[[ Document excerpt, beginning ]]
CHENGDU, July 29 (Xinhua) -- Despite the impact of the COVID-19 epidemic, the southwestern Chinese city of Chengdu registered a stellar foreign trade performance in the first half of this year.
Chengdu's total foreign trade volume from January to June topped 323 billion yuan (about 46 billion U.S. dollars), up 23.5 percent from the same period last year.
The city's foreign trade rebounded strongly since March, recording double-digit monthly growth ever since, said Pan Xudong, an official with Chengdu customs.
"The spread of the COVID-19 epidemic has put immense pressure on the global supply chain," said Liu Zimin, a professor with Southwest University, based in southwest China's Chongqing municipality. "However, western Chinese cities such as Chengdu have taken effective measures on curbing the epidemic and resuming production, which enable them to provide stable supplies of goods to foreign trade partners."
This sends a strong message to the world that the epidemic will not impede China's opening-up, said Liu, who was a visiting scholar at Harvard University.
In late February, automaker Volvo's plant in Chengdu gradually resumed its exports to the European market, shipping products to European countries via China-Europe freight trains.
In the first half of this year, the number of exported made-in-Chengdu Volvo vehicles rose 38.7 percent, compared with the same period last year, according to Volvo Cars China.
Over the past months, local authorities in Chengdu swiftly implemented policies to help resume an air freight network that had been impacted by the epidemic.
[[ Document excerpt, end ]]
[[ Source material, beginning ]]
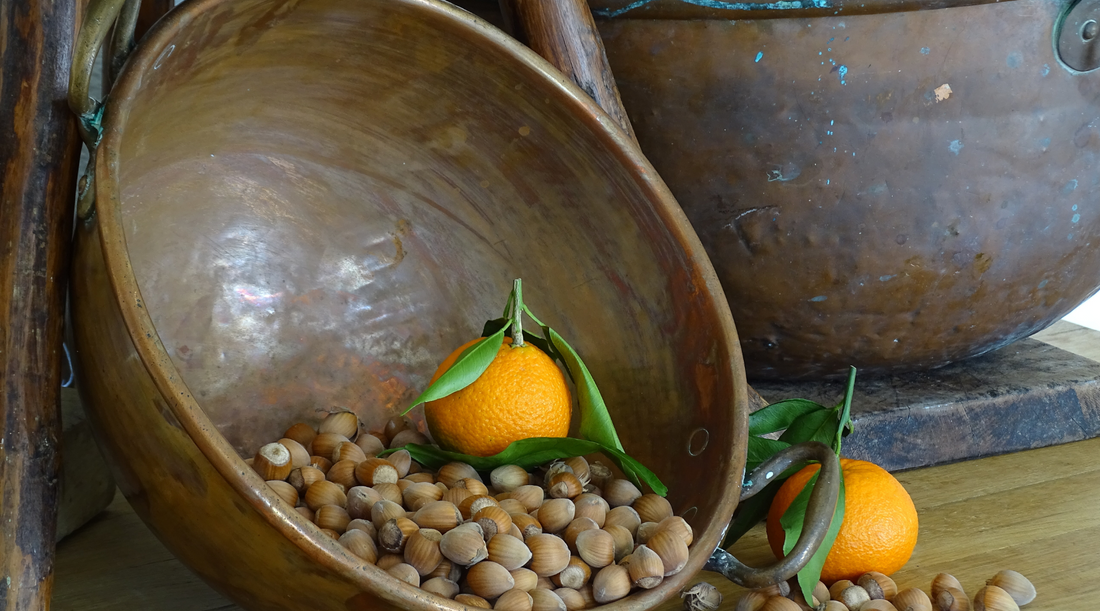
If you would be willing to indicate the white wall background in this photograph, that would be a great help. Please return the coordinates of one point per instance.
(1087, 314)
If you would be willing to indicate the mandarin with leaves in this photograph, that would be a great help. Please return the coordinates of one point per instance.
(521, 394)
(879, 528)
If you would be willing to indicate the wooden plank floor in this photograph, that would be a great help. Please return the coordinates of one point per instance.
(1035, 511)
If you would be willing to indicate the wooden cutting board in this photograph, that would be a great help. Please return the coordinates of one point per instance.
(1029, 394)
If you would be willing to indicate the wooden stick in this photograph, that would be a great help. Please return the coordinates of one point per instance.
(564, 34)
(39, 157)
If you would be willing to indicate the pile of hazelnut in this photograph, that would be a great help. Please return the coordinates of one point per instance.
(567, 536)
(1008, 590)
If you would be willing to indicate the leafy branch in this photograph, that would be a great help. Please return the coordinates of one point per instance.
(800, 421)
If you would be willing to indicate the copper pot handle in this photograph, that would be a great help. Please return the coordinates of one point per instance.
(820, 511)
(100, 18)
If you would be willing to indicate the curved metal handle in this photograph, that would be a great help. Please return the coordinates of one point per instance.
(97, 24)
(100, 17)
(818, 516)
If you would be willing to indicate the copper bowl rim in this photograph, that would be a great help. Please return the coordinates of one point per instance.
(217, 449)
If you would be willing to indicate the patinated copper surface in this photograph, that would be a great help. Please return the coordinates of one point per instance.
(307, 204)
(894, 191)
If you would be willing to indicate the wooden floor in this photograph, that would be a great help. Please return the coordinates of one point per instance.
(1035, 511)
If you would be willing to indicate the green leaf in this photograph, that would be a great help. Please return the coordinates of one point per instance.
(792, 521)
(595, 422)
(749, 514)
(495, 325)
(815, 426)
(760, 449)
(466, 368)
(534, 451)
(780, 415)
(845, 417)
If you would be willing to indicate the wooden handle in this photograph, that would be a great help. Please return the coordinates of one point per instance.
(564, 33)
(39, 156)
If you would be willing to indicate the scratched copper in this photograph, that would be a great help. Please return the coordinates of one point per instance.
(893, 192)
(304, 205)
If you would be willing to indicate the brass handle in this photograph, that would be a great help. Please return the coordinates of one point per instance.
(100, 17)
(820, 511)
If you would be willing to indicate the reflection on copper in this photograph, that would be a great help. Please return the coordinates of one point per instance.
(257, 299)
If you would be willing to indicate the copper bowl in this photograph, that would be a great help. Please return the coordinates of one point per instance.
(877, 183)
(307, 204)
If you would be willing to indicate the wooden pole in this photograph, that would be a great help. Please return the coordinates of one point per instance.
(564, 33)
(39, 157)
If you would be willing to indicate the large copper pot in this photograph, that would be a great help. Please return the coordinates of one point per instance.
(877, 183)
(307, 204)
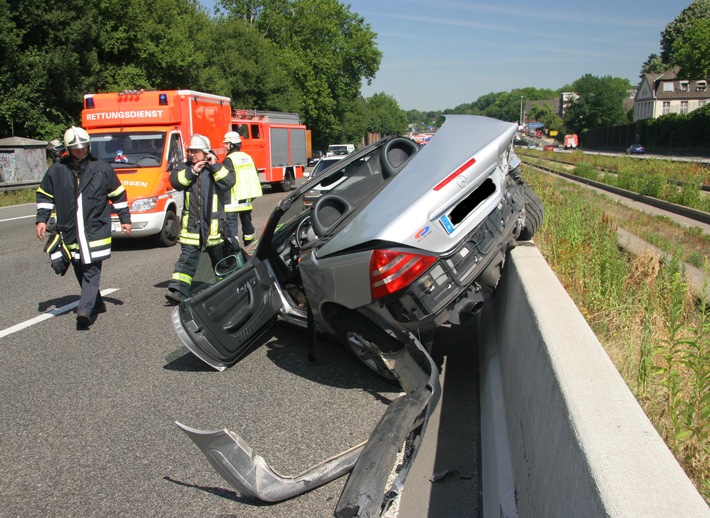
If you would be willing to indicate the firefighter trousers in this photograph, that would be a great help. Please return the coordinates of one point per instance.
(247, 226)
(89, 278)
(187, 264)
[[ Source material, end ]]
[[ Source material, beginning ]]
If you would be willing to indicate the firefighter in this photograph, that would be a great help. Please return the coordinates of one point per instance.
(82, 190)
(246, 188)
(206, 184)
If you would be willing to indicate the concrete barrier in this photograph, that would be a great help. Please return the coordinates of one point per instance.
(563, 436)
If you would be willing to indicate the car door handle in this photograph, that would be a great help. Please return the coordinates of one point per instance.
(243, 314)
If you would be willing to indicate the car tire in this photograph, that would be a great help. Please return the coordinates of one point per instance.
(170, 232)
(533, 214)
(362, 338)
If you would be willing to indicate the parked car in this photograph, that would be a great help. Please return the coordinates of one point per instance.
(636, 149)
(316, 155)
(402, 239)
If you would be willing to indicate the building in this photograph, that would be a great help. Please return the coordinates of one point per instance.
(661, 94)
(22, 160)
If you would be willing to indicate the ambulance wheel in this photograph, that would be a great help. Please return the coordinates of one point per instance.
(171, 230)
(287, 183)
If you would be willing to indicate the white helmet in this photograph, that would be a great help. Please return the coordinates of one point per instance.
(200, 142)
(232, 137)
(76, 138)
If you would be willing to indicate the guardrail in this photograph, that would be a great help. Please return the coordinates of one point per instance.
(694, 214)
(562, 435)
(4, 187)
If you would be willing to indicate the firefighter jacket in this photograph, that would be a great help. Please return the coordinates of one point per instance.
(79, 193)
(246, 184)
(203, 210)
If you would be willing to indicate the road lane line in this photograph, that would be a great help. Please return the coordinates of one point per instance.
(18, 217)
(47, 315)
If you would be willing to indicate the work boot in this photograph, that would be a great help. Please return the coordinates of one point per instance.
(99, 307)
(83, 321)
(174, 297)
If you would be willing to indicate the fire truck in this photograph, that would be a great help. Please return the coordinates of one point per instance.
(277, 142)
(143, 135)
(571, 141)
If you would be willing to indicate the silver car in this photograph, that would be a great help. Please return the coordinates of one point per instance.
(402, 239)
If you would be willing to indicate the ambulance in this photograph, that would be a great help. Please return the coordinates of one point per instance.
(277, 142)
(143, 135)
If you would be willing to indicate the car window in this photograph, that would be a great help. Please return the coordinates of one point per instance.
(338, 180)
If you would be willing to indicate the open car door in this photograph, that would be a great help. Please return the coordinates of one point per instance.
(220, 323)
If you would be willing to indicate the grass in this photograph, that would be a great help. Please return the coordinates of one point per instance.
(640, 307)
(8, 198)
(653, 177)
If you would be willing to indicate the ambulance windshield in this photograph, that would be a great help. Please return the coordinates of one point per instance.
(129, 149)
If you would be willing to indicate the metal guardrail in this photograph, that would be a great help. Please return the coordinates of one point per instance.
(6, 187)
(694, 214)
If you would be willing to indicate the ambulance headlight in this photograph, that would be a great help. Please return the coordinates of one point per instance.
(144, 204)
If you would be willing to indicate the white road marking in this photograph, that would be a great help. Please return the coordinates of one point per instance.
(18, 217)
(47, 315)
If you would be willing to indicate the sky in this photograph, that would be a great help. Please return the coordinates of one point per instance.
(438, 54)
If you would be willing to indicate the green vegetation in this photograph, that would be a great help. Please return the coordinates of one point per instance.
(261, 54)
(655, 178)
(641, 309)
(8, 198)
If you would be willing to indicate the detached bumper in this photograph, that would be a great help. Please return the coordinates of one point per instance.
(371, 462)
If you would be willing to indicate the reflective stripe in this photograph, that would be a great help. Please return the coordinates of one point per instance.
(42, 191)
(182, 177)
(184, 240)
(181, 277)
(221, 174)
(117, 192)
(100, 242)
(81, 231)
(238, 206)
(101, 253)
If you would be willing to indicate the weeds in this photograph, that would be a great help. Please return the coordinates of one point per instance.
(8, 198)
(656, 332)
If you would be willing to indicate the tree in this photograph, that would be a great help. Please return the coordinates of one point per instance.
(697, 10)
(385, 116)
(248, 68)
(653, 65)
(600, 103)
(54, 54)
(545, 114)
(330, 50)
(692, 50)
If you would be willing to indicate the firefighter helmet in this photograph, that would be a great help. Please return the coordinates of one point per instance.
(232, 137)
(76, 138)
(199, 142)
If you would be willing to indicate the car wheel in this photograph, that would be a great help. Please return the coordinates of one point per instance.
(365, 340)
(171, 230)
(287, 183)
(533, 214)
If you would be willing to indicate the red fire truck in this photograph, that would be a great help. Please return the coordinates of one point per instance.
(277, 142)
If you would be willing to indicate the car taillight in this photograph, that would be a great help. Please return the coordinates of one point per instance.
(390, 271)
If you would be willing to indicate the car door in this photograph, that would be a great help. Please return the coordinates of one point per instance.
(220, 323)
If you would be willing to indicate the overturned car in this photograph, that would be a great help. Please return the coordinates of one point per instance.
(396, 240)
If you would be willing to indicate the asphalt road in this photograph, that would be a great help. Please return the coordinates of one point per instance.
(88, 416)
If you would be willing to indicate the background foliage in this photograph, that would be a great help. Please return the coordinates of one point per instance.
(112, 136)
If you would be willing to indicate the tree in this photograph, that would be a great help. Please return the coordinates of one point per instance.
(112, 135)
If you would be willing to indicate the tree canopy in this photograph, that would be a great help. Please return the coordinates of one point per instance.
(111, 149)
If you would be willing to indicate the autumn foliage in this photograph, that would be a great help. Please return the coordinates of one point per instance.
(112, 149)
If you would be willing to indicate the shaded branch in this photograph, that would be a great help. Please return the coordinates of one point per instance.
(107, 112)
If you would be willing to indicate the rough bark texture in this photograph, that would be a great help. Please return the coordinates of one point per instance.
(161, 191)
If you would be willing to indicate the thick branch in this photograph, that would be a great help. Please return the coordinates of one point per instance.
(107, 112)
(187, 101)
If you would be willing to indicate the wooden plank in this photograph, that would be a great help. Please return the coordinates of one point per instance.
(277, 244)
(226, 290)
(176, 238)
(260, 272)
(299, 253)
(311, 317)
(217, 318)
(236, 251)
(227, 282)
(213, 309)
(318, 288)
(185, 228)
[[ Source material, end ]]
[[ Source material, beginning ]]
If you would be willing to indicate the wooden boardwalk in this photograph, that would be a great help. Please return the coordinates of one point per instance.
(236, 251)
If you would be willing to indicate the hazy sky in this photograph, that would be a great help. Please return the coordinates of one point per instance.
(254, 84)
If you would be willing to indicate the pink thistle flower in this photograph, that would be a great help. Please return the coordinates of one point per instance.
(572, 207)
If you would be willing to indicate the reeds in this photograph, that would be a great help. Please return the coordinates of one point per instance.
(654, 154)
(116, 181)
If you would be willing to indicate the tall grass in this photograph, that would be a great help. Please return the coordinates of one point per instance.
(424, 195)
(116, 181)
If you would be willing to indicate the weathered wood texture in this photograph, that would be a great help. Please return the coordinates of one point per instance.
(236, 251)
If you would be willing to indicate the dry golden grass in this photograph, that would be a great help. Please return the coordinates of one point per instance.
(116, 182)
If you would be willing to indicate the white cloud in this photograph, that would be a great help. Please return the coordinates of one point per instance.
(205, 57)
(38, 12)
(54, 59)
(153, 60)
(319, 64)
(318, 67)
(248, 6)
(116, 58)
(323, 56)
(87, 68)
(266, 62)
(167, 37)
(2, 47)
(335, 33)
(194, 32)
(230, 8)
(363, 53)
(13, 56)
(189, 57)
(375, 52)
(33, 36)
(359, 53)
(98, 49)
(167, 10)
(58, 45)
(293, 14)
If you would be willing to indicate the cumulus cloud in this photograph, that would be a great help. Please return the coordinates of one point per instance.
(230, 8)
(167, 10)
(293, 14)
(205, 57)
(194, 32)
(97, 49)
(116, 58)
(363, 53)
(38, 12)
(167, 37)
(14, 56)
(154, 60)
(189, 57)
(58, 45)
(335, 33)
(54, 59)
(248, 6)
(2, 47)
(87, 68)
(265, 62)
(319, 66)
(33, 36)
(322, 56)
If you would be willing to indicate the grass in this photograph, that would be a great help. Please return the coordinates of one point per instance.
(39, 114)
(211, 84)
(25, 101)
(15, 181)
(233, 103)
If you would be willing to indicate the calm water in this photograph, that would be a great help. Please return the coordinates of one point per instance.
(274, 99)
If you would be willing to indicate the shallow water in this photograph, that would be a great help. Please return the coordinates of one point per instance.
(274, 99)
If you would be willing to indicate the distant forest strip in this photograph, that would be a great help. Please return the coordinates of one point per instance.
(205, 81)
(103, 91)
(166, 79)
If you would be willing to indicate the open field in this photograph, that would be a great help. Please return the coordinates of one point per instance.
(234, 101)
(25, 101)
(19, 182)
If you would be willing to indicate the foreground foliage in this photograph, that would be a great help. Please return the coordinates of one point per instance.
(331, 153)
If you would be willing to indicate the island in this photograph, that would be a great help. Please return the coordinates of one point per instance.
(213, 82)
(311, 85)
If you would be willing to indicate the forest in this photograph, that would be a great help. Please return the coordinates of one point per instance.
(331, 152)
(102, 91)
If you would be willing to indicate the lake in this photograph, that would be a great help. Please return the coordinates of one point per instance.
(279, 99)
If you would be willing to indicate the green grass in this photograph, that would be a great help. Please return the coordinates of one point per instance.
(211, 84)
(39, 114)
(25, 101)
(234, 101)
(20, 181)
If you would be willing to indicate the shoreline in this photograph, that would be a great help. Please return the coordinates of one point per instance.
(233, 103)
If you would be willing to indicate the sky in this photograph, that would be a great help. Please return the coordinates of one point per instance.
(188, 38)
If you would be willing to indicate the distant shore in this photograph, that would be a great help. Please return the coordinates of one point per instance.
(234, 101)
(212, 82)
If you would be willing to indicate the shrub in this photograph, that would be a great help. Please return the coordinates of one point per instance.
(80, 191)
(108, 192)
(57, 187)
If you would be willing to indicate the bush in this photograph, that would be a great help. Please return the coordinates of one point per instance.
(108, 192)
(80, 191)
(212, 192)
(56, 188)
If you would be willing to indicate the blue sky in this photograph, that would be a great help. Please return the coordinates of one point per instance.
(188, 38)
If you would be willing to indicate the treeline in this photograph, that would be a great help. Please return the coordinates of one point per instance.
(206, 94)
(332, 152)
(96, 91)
[[ Source material, end ]]
What to work on ->
a) Copy the part of the Chengdu trade article that begins at the words "In late February, automaker" and stops after the words "Volvo Cars China.".
b) Write a continuation of the news article on Chengdu's foreign trade, starting after its last sentence.
None of the material above is needed here.

Responses ->
a)
In late February, automaker Volvo's plant in Chengdu gradually resumed its exports to the European market, shipping products to European countries via China-Europe freight trains.
In the first half of this year, the number of exported made-in-Chengdu Volvo vehicles rose 38.7 percent, compared with the same period last year, according to Volvo Cars China.

b)
At the height of the epidemic, the lack of air freight capacity, which was caused by the grounding of passenger flights, led to serious cargo backlog and an upsurge in rates, said Guo Wei, head of Central West District of DHL Global Forwarding (China) Co., Ltd.
With government policies, such as subsidies, secured cabotage, and improved customs and ground support services, DHL was able to clear its backlog and help local businesses resume trading, added Guo.
"Efforts to stabilize the global supply chain had made Chengdu Shuangliu International Airport one of the busiest airports in the world in May," said Xia Ying, a customs and logistics official with the Chengdu municipal government.
In June, the year-on-year decline in cargo flights and handling capacity of the airport had narrowed to single-digit, according to data from Southwest Regional Administration of Civil Aviation Administration of China.
For years, China has pushed for a broader opening-up in its vast western regions. Since 2017, China has set up five pilot free trade zones (FTZs) in provincial-level western regions, in a bid to improve the business environment and widen opening-up.
Meanwhile, the China-Europe freight train services, many of which depart from western Chinese cities, have emerged as an important logistics channel that helps ensure smooth trade between China and Europe.
The number of China-Europe freight trains rose significantly during the first half of this year, with a total of 5,122 train trips made, up 36 percent year on year, according to the China State Railway Group.
"As the Belt and Road construction continues, China's opening-up has gradually expanded to the hinterland in the west," said Zhou Mi, a researcher with the Chinese Academy of International Trade and Economic Cooperation affiliated to the Ministry of Commerce.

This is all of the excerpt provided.